Inicialmente chamado apenas de O Direito do Mais Forte aqui no Brasil (ganhando o estúpido “é a liberdade” no lançamento em DVD da Lume Filmes), o longa nos conta a história de Franz Biberkopf ou Fox, “a cabeça falante”, um jovem que trabalha em um circo, perde o emprego, ganha na loteria e faz alguns amigos (esse termo é sempre irônico nos filmes de Fassbinder), um grupo de homens que, juntos, irão preparar o caminho de Franz em direção ao inferno social e financeiro.

É interessante vermos aqui uma série de questões sociais, históricas, morais, éticas, filosóficas e sexuais já abordadas anteriormente pelo cineasta se aglutinarem e nos mostrarem um contexto onde a humilhação e o vampirismo social enraivecem o espectador, dada a estupidez e cegueira do personagem principal, interpretado de maneira crua, gélida e muitíssimo propícia pelo próprio Fassbinder. Também nesse ponto é possível que esteja o [pequeno] ponto fraco do filme, que é a previsibilidade.

Se pensarmos em semelhanças estéticas e dramáticas de outros longas do diretor que aparecem aqui revestidas com um novo manto de desesperança e cinismo, certamente nos lembraremos claramente de O Medo Consome a Alma (1974) e Martha (1974), obras que mostram cenários morais bem semelhantes aos de Franz/Fox em O Direito do Mais Forte e que com este compartilha boa parte do elenco, além dos destinos trágicos — cada um a seu modo — e uma espécie de aceitação da miserável situação vigente que aos poucos parece querer ir para um outro caminho, mas estão já é tarde demais. Para os personagens de Fassbinder presos à realidade do amor ou da sociedade, é sempre tarde demais.

## DADOS COLETADOS
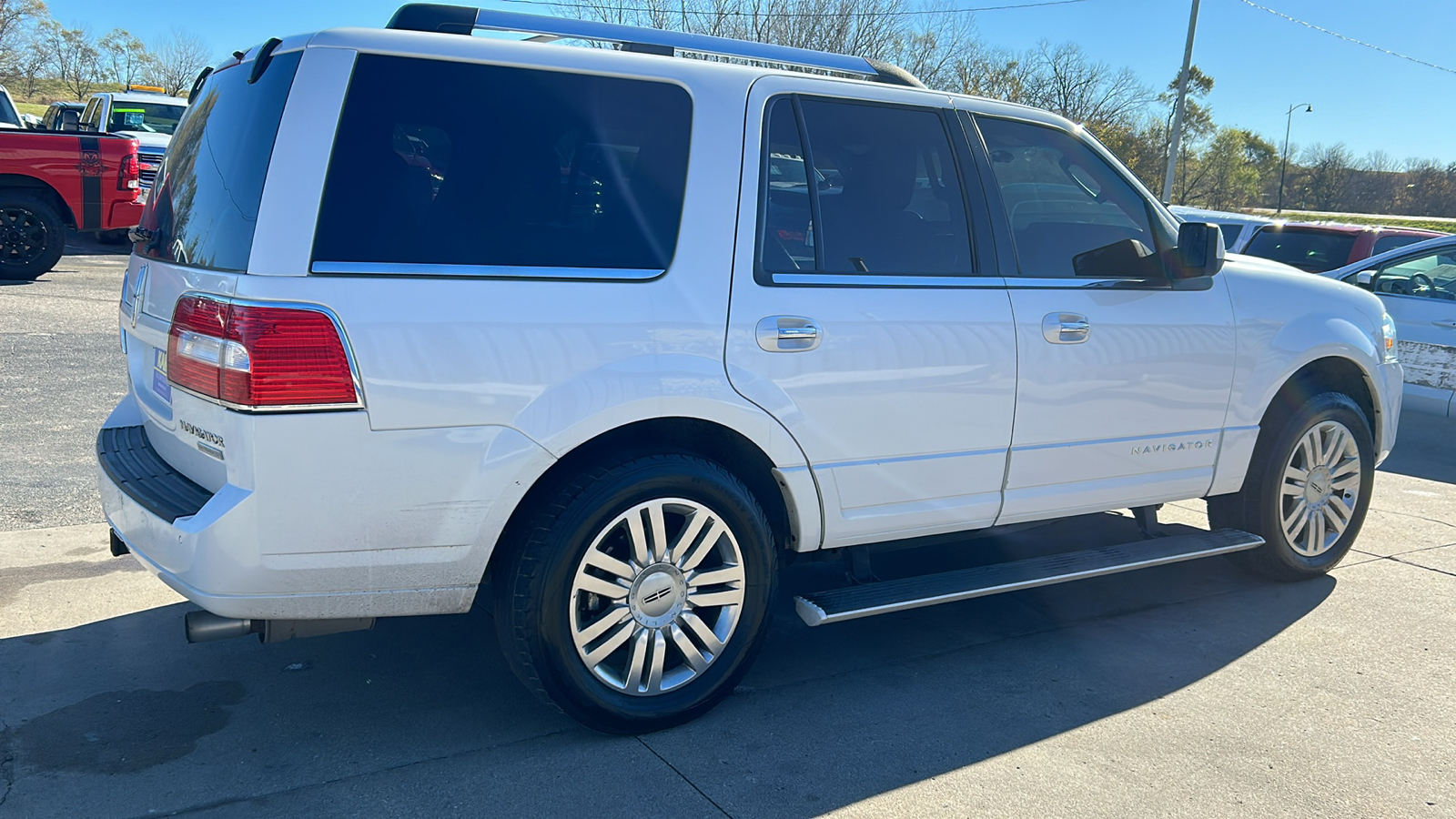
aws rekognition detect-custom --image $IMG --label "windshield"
[106,100,187,134]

## TAREFA PROPOSTA A
Diga se cada afirmação concorda com o trecho sobre o filme O Direito do Mais Forte, respondendo sim ou não e citando literalmente as palavras decisivas: (i) o próprio Fassbinder interpreta o personagem principal; (ii) Franz trabalha em um teatro; (iii) a previsibilidade é apontada como ponto fraco do filme.
## TAREFA PROPOSTA B
Reescreva tudo o que vai de "Se pensarmos em" até "sempre tarde demais." no trecho selecionado, substituindo "desesperança" por "melancolia".
Responda com base somente no trecho selecionado.

## RESOLUÇÃO DO EXERCÍCIO A
(i) Sim: "interpretado de maneira crua, gélida e muitíssimo propícia pelo próprio Fassbinder".
(ii) Não: "um jovem que trabalha em um circo".
(iii) Sim: "o [pequeno] ponto fraco do filme, que é a previsibilidade".

## RESOLUÇÃO DO EXERCÍCIO B
Se pensarmos em semelhanças estéticas e dramáticas de outros longas do diretor que aparecem aqui revestidas com um novo manto de melancolia e cinismo, certamente nos lembraremos claramente de O Medo Consome a Alma (1974) e Martha (1974), obras que mostram cenários morais bem semelhantes aos de Franz/Fox em O Direito do Mais Forte e que com este compartilha boa parte do elenco, além dos destinos trágicos — cada um a seu modo — e uma espécie de aceitação da miserável situação vigente que aos poucos parece querer ir para um outro caminho, mas estão já é tarde demais. Para os personagens de Fassbinder presos à realidade do amor ou da sociedade, é sempre tarde demais.